[Saved data entries]
▼▼▼

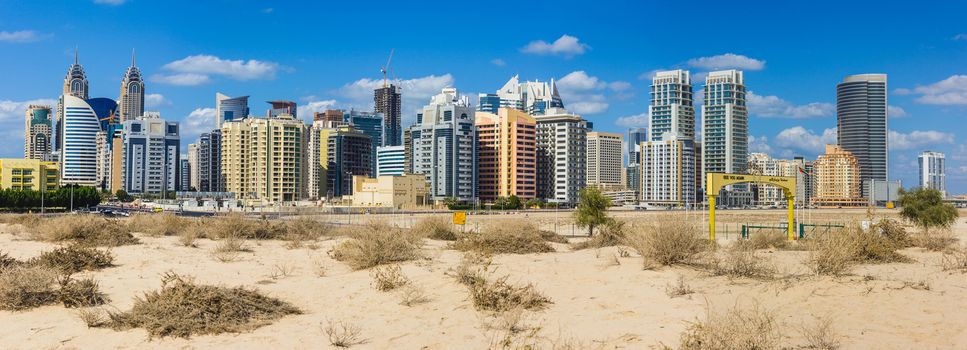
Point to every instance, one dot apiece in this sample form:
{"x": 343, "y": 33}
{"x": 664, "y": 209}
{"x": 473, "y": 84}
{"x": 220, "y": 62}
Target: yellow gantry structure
{"x": 714, "y": 182}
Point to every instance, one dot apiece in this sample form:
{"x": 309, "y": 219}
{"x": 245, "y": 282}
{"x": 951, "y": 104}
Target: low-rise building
{"x": 400, "y": 192}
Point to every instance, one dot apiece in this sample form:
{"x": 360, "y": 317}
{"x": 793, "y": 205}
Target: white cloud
{"x": 775, "y": 107}
{"x": 156, "y": 100}
{"x": 896, "y": 111}
{"x": 198, "y": 121}
{"x": 184, "y": 79}
{"x": 759, "y": 144}
{"x": 950, "y": 91}
{"x": 20, "y": 36}
{"x": 207, "y": 65}
{"x": 727, "y": 61}
{"x": 567, "y": 46}
{"x": 802, "y": 139}
{"x": 633, "y": 121}
{"x": 918, "y": 139}
{"x": 306, "y": 111}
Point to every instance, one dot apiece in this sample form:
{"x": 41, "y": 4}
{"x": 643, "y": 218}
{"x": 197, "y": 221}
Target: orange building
{"x": 506, "y": 149}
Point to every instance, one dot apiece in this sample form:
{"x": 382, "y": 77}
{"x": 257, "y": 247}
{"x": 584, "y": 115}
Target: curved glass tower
{"x": 79, "y": 157}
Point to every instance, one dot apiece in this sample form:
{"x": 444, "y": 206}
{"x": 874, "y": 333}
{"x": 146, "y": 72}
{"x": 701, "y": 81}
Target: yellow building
{"x": 28, "y": 174}
{"x": 263, "y": 159}
{"x": 837, "y": 179}
{"x": 507, "y": 149}
{"x": 401, "y": 192}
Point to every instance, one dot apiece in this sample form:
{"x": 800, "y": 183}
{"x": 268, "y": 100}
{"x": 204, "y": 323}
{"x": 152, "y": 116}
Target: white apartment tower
{"x": 561, "y": 156}
{"x": 671, "y": 109}
{"x": 605, "y": 163}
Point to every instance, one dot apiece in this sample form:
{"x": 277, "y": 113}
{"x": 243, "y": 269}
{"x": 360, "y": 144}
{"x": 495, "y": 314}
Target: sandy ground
{"x": 600, "y": 298}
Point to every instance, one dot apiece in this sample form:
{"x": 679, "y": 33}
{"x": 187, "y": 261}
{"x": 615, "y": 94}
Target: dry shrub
{"x": 733, "y": 329}
{"x": 74, "y": 258}
{"x": 387, "y": 278}
{"x": 413, "y": 295}
{"x": 679, "y": 288}
{"x": 436, "y": 227}
{"x": 80, "y": 293}
{"x": 182, "y": 308}
{"x": 954, "y": 259}
{"x": 937, "y": 241}
{"x": 609, "y": 235}
{"x": 343, "y": 334}
{"x": 669, "y": 242}
{"x": 741, "y": 261}
{"x": 377, "y": 244}
{"x": 820, "y": 335}
{"x": 505, "y": 238}
{"x": 85, "y": 229}
{"x": 25, "y": 287}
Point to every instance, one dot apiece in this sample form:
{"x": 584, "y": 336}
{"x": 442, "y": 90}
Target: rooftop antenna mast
{"x": 385, "y": 68}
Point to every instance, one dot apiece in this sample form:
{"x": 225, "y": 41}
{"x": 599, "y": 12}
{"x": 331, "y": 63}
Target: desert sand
{"x": 602, "y": 298}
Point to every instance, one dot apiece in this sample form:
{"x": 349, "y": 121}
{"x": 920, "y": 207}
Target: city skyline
{"x": 603, "y": 73}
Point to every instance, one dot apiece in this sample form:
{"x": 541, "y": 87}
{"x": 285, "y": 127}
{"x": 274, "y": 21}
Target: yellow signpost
{"x": 459, "y": 218}
{"x": 714, "y": 182}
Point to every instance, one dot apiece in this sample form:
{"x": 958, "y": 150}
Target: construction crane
{"x": 385, "y": 68}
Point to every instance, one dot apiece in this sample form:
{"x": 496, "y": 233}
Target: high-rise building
{"x": 861, "y": 121}
{"x": 507, "y": 163}
{"x": 671, "y": 108}
{"x": 185, "y": 175}
{"x": 533, "y": 97}
{"x": 635, "y": 137}
{"x": 347, "y": 156}
{"x": 131, "y": 100}
{"x": 28, "y": 175}
{"x": 230, "y": 109}
{"x": 668, "y": 171}
{"x": 837, "y": 179}
{"x": 75, "y": 84}
{"x": 389, "y": 161}
{"x": 78, "y": 161}
{"x": 933, "y": 172}
{"x": 38, "y": 132}
{"x": 263, "y": 159}
{"x": 604, "y": 160}
{"x": 192, "y": 158}
{"x": 150, "y": 156}
{"x": 371, "y": 124}
{"x": 562, "y": 158}
{"x": 388, "y": 101}
{"x": 210, "y": 175}
{"x": 282, "y": 107}
{"x": 443, "y": 146}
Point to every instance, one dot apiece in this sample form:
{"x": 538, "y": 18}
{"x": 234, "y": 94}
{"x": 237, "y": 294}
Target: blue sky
{"x": 328, "y": 54}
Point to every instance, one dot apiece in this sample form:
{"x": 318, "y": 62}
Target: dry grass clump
{"x": 497, "y": 295}
{"x": 25, "y": 287}
{"x": 182, "y": 308}
{"x": 669, "y": 242}
{"x": 74, "y": 258}
{"x": 835, "y": 252}
{"x": 80, "y": 293}
{"x": 609, "y": 235}
{"x": 733, "y": 329}
{"x": 387, "y": 278}
{"x": 343, "y": 334}
{"x": 84, "y": 229}
{"x": 504, "y": 238}
{"x": 820, "y": 335}
{"x": 377, "y": 244}
{"x": 436, "y": 227}
{"x": 741, "y": 261}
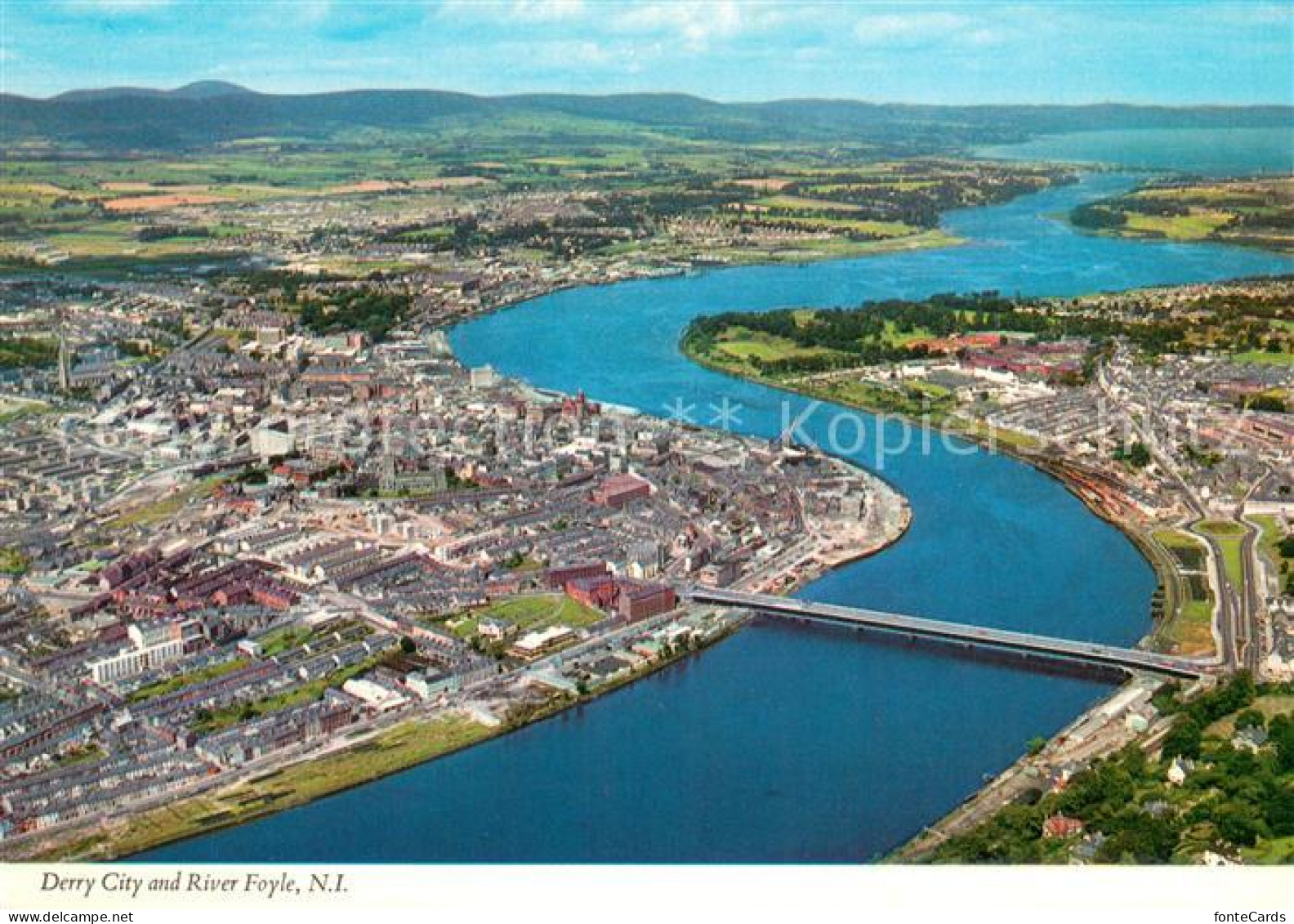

▲▲▲

__Your task__. Give only the number of lines in the records that contain the string "yellow", counting a match only when the case is the same.

__Exercise response__. 3